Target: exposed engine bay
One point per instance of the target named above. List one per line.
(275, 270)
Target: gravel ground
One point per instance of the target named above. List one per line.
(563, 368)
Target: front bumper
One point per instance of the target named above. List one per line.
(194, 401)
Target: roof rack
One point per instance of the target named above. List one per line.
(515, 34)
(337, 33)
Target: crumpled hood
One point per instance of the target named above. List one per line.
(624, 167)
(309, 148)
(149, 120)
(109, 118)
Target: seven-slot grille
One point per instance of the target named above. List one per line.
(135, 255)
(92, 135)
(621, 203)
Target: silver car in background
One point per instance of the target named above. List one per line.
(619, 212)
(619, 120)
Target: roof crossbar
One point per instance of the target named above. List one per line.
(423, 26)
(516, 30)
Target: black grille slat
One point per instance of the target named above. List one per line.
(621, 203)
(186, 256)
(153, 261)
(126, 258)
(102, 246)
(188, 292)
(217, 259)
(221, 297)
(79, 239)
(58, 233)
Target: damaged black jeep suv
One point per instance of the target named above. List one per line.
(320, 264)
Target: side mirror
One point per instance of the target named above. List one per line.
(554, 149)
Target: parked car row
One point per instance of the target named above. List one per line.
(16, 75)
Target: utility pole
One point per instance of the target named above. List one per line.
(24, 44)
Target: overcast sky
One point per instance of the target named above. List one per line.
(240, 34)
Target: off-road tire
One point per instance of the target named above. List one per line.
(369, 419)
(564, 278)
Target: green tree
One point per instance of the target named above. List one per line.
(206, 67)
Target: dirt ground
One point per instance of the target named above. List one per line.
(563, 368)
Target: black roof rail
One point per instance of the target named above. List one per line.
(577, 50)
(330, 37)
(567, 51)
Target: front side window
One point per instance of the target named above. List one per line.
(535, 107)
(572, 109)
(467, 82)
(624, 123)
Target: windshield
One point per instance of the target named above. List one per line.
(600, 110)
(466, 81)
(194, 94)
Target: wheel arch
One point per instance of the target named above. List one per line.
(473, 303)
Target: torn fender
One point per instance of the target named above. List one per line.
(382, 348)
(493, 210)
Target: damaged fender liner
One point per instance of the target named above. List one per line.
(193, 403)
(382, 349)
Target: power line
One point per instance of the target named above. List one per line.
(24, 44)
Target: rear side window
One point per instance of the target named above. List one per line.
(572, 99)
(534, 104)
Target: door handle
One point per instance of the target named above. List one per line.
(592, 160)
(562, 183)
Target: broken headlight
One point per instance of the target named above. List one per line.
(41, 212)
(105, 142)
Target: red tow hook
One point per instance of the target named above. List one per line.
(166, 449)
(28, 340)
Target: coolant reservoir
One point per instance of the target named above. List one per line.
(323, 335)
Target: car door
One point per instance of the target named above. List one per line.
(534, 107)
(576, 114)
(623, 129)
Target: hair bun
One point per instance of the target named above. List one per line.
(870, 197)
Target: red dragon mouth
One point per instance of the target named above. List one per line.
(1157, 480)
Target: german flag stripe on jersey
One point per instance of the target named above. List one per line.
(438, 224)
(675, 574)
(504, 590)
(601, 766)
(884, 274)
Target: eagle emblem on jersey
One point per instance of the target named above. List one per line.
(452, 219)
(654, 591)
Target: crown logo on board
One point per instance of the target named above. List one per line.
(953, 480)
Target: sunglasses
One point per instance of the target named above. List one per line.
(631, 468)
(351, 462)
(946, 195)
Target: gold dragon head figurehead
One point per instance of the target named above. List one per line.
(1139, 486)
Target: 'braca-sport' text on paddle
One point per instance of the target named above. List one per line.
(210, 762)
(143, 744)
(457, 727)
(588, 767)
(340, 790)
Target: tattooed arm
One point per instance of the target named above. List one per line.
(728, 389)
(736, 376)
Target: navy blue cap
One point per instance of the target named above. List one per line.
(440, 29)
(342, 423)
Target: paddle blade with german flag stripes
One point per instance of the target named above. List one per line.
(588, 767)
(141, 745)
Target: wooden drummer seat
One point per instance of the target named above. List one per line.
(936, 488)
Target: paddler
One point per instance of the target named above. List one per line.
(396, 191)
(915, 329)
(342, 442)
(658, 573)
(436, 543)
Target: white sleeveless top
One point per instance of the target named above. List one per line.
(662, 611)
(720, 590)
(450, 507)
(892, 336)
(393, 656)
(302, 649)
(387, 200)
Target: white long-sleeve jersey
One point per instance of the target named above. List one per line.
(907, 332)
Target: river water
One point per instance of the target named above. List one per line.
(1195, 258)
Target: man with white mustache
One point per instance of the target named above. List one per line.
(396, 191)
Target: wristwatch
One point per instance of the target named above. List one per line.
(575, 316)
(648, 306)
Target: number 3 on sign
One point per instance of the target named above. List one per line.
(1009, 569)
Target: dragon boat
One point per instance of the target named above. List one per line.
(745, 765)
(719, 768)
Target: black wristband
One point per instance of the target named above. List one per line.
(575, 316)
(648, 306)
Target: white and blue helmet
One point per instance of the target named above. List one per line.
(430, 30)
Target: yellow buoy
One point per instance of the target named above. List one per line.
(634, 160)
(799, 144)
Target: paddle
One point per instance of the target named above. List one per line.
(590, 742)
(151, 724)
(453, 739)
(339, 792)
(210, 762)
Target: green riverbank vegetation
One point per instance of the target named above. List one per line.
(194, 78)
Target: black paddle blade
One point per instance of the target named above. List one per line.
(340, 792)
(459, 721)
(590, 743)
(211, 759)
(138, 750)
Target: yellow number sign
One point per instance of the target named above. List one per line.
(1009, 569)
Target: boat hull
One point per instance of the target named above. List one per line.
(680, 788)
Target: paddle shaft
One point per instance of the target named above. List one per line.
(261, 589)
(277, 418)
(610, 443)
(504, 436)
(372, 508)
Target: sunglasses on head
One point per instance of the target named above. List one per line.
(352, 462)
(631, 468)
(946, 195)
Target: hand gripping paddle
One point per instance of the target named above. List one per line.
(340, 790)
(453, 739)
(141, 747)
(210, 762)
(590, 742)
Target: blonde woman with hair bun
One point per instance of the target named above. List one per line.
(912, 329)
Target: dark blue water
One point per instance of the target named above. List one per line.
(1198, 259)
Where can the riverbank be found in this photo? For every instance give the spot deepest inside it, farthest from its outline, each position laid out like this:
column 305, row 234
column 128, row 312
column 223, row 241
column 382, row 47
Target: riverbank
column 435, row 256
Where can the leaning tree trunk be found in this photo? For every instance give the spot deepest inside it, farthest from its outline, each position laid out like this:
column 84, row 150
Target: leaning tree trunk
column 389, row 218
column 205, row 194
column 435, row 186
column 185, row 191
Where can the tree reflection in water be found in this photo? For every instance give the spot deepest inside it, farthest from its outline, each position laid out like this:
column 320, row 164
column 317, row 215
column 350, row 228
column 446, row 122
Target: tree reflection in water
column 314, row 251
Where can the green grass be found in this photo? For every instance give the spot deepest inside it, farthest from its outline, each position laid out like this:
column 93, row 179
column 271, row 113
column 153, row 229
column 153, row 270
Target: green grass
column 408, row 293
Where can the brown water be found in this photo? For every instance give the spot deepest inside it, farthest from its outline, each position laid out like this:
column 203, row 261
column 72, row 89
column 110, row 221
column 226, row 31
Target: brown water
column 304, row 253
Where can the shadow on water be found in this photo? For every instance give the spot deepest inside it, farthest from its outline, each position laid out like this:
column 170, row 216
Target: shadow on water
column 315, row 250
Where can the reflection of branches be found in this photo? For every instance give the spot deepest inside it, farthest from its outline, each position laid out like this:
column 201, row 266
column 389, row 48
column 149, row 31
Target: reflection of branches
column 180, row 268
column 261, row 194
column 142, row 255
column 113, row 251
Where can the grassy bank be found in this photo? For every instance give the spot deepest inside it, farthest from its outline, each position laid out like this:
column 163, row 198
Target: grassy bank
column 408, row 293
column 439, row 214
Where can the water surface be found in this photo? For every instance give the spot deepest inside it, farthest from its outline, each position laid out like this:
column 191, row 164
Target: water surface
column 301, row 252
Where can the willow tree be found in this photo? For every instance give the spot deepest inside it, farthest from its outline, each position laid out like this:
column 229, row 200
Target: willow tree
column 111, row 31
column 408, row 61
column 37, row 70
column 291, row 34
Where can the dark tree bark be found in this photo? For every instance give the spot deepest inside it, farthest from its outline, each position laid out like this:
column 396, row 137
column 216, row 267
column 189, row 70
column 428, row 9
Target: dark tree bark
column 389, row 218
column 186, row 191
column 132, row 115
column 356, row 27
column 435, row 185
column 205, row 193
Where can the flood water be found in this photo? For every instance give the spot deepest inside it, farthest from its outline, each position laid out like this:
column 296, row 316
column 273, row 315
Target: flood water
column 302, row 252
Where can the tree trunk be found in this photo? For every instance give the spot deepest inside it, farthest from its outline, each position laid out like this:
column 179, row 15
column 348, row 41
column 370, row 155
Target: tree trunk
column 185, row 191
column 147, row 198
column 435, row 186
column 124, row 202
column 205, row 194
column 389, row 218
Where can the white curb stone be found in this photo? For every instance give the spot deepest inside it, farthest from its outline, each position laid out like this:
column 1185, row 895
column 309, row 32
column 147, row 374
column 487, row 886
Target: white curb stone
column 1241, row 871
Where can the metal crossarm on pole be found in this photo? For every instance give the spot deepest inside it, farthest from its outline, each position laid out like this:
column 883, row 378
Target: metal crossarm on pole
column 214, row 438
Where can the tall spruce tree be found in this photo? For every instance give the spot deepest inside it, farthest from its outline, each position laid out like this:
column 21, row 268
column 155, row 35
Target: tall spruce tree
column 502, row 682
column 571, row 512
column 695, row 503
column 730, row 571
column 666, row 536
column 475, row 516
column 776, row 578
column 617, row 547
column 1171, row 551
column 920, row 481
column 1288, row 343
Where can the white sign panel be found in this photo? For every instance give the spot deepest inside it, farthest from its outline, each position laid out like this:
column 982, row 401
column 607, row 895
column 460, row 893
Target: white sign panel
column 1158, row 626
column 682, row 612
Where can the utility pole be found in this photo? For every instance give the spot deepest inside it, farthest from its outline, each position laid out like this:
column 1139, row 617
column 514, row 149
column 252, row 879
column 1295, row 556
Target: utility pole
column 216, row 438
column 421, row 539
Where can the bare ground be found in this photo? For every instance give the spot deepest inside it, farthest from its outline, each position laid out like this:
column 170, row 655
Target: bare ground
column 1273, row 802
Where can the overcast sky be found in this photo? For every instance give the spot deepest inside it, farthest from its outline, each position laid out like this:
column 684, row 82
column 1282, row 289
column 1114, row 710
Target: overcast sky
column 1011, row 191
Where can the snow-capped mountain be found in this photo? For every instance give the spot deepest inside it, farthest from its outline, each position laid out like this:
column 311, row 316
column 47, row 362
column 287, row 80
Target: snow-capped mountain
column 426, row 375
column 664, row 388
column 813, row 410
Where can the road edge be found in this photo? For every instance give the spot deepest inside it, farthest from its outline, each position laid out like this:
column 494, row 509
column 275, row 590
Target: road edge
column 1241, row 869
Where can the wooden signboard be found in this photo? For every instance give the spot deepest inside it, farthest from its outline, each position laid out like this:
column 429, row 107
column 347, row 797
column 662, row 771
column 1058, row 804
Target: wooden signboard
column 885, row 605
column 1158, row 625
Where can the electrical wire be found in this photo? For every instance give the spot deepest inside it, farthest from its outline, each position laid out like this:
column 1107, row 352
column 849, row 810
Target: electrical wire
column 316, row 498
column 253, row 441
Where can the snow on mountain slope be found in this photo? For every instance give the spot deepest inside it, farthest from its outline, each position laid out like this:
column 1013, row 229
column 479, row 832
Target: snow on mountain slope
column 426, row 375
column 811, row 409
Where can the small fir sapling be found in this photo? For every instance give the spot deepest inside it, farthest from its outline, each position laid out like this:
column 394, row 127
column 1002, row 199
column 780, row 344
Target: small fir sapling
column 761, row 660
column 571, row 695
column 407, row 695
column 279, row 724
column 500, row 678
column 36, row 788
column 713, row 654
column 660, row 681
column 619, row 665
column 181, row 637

== Task ==
Across the data, find each line that has "yellow" in it and copy that line.

== Your response ==
Target: yellow buoy
Target: yellow number sign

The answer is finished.